Most people have a poor understanding of how much physical activity is good for you, and what health benefits such activity conveys. But the better your knowledge on these topics, the more physical activity you are likely to get, according to a study published November 28, 2018, in the open-access journal  PLOS ONE

A study from Central Queensland University in Australia, led by Stephanie Schoeppe, surveyed 615 Australian adults about their physical activity as well as their level of knowledge about physical activity's health benefits and the risks of inactivity.

Based on their answers, each participant was assigned to ranking in four areas: knowing that physical activity is beneficial and inactivity is harmful; knowing that specific health conditions are related to inactivity; knowing how much physical activity is recommended, and applying this knowledge to one's own risks.

Physical activity is good for health

Participants were 24.4% male and 75.3% female, between 18 and 77 years old, with a median age of 43, and had a range of education levels and employment statuses relatively representative of the general Australian population.

While the vast majority (99.6%) of participants strongly agreed that physical activity is good for health, most were not aware of all the diseases associated with inactivity. On average, participants correctly identified 13.8 out of 22 diseases associated with a lack of physical activity. Moreover, 55.6% incorrectly answered how much physical activity is needed for health, and 80% of people failed to identify the probabilities of developing diseases without physical activity.

A significant association was found between these scores on knowledge of the probabilities of inactivity-related diseases and how active a person was. Future research is needed to determine if the results are true between men and women and if the survey-based data correctly gauge a person's true levels of physical activity.

Schoeppe adds: "Most people know that physical activity is good for health Few people to know the specific benefits of physical activity for health, and it may be this specific knowledge that positively influences their  physical activity  behavior."

§ TO DO
A - In the article on physical activity knowledge, copy the passage that begins at the words "Based on their" and ends after "one's own risks.", putting "understanding" wherever "knowing" appears.
B - List the four areas in which the article on physical activity knowledge says each participant was ranked.
The records that follow are separate material, unrelated to the article on physical activity knowledge.

§ Records from a collection
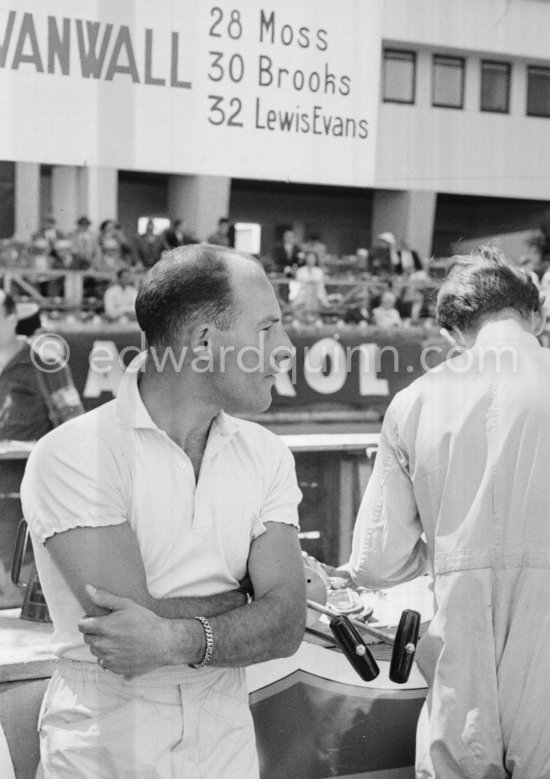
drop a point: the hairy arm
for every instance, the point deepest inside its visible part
(388, 547)
(132, 640)
(109, 558)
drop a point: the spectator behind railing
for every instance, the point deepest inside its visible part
(48, 232)
(120, 298)
(175, 236)
(222, 235)
(307, 292)
(110, 237)
(147, 246)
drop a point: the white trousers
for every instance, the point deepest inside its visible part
(93, 723)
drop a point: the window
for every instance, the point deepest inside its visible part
(538, 91)
(495, 86)
(399, 76)
(448, 82)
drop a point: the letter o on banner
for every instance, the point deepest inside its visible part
(325, 366)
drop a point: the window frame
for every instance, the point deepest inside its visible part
(531, 68)
(462, 61)
(412, 55)
(508, 66)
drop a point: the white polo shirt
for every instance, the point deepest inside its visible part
(114, 464)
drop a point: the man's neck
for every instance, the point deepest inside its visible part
(176, 407)
(9, 347)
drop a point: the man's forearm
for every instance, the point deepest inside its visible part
(270, 627)
(189, 608)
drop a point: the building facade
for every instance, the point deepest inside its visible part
(426, 118)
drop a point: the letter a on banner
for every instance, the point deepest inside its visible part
(105, 371)
(325, 366)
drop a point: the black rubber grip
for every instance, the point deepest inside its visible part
(404, 646)
(349, 639)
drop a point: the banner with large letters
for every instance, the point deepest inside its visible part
(352, 368)
(279, 90)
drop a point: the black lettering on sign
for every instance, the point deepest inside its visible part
(218, 115)
(27, 34)
(123, 45)
(90, 62)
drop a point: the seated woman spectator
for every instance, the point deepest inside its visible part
(83, 244)
(415, 306)
(110, 238)
(147, 246)
(120, 298)
(386, 315)
(307, 293)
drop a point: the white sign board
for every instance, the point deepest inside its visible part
(280, 90)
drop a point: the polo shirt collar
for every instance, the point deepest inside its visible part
(504, 331)
(130, 410)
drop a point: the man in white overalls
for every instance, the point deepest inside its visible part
(461, 480)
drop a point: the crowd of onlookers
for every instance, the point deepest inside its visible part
(386, 285)
(105, 249)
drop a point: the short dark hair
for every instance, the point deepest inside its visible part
(188, 282)
(482, 283)
(8, 303)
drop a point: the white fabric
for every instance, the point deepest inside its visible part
(6, 765)
(310, 288)
(386, 317)
(113, 465)
(464, 456)
(119, 300)
(95, 724)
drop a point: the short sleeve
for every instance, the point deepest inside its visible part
(283, 494)
(71, 483)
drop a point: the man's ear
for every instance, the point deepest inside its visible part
(201, 337)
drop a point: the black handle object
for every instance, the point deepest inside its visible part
(354, 648)
(404, 646)
(19, 552)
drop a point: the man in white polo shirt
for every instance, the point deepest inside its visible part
(165, 503)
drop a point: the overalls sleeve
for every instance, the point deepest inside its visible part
(387, 545)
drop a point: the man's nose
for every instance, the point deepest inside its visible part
(283, 353)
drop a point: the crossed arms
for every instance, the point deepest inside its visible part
(142, 633)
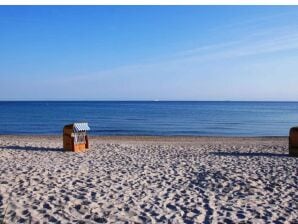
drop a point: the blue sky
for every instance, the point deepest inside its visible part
(149, 52)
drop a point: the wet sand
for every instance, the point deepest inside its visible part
(148, 180)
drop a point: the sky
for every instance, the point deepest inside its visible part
(149, 53)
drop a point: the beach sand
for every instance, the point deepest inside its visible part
(148, 180)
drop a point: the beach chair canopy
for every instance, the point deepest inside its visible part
(81, 127)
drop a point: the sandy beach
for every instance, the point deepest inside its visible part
(148, 180)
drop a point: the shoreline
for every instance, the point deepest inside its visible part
(142, 179)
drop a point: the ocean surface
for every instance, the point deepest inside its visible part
(151, 118)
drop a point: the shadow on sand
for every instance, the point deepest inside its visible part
(249, 154)
(32, 148)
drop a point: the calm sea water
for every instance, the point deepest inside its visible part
(151, 118)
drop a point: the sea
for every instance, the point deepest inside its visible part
(150, 118)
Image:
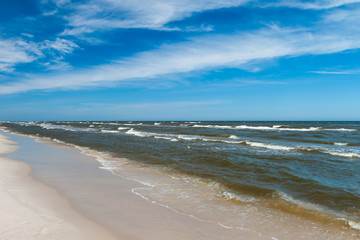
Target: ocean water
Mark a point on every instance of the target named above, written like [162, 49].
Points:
[306, 169]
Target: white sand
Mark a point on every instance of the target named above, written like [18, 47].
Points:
[32, 210]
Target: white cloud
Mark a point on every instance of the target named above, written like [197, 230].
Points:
[198, 54]
[312, 4]
[62, 46]
[16, 51]
[152, 14]
[13, 52]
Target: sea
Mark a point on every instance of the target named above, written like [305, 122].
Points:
[252, 172]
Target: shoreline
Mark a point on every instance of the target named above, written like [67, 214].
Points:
[32, 210]
[89, 190]
[172, 222]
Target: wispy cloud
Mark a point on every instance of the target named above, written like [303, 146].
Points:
[16, 51]
[198, 54]
[95, 15]
[344, 72]
[151, 14]
[312, 4]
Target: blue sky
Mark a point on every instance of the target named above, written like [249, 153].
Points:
[180, 60]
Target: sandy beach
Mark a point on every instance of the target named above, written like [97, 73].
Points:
[32, 210]
[49, 199]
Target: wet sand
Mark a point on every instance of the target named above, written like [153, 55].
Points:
[32, 210]
[72, 198]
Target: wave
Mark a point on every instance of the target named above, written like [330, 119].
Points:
[62, 127]
[271, 128]
[340, 144]
[109, 131]
[123, 128]
[177, 137]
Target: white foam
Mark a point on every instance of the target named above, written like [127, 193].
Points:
[233, 196]
[340, 144]
[269, 146]
[133, 124]
[353, 224]
[109, 131]
[342, 154]
[213, 126]
[234, 137]
[123, 128]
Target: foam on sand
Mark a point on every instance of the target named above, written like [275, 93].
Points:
[32, 210]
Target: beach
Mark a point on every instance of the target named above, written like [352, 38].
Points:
[33, 210]
[109, 175]
[97, 205]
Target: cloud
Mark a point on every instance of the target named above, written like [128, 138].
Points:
[348, 72]
[151, 14]
[203, 53]
[96, 15]
[16, 51]
[314, 4]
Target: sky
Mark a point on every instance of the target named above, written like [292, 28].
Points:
[179, 60]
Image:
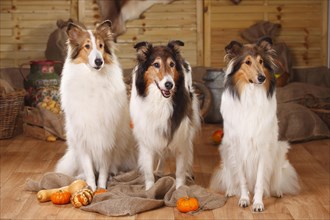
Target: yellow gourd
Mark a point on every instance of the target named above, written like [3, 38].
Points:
[82, 197]
[44, 195]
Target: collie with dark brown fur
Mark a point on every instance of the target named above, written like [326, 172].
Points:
[253, 159]
[164, 109]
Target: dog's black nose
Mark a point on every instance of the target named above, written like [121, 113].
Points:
[168, 85]
[261, 78]
[98, 62]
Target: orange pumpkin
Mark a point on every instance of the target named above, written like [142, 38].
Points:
[100, 191]
[187, 204]
[217, 136]
[60, 197]
[82, 197]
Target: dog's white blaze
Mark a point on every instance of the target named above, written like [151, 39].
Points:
[166, 78]
[95, 53]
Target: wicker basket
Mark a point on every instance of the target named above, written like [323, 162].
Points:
[10, 105]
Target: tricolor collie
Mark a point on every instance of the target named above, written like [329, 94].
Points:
[164, 109]
[253, 159]
[95, 105]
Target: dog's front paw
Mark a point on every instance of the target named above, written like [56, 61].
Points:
[149, 184]
[244, 202]
[258, 207]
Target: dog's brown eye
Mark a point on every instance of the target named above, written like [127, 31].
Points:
[156, 65]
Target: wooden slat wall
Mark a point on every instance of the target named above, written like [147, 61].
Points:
[25, 26]
[304, 27]
[159, 24]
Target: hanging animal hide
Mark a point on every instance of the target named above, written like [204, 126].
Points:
[120, 11]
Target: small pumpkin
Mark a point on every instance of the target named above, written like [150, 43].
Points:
[82, 197]
[60, 197]
[217, 136]
[187, 204]
[100, 191]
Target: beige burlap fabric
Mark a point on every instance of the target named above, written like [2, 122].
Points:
[126, 194]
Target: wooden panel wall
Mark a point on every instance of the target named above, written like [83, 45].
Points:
[304, 27]
[180, 19]
[26, 25]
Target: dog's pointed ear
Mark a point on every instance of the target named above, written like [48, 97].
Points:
[265, 42]
[232, 50]
[175, 45]
[104, 29]
[142, 49]
[73, 31]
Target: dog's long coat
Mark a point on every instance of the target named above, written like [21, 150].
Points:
[164, 109]
[95, 104]
[253, 159]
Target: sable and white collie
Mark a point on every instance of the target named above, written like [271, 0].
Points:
[253, 159]
[95, 105]
[164, 109]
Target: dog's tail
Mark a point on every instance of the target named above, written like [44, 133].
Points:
[288, 178]
[67, 164]
[215, 181]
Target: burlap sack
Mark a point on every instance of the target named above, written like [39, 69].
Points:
[126, 194]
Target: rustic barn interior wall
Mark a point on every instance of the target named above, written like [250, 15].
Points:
[26, 25]
[304, 27]
[206, 27]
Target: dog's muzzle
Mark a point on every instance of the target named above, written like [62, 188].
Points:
[167, 91]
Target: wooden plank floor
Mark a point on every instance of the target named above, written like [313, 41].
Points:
[23, 157]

§ EXPECTED RESPONSES
A -
Based on their answers, each participant was assigned to ranking in four areas: understanding that physical activity is beneficial and inactivity is harmful; understanding that specific health conditions are related to inactivity; understanding how much physical activity is recommended, and applying this knowledge to one's own risks.

B -
- Knowing that physical activity is beneficial and inactivity is harmful
- Knowing that specific health conditions are related to inactivity
- Knowing how much physical activity is recommended
- Applying this knowledge to one's own risks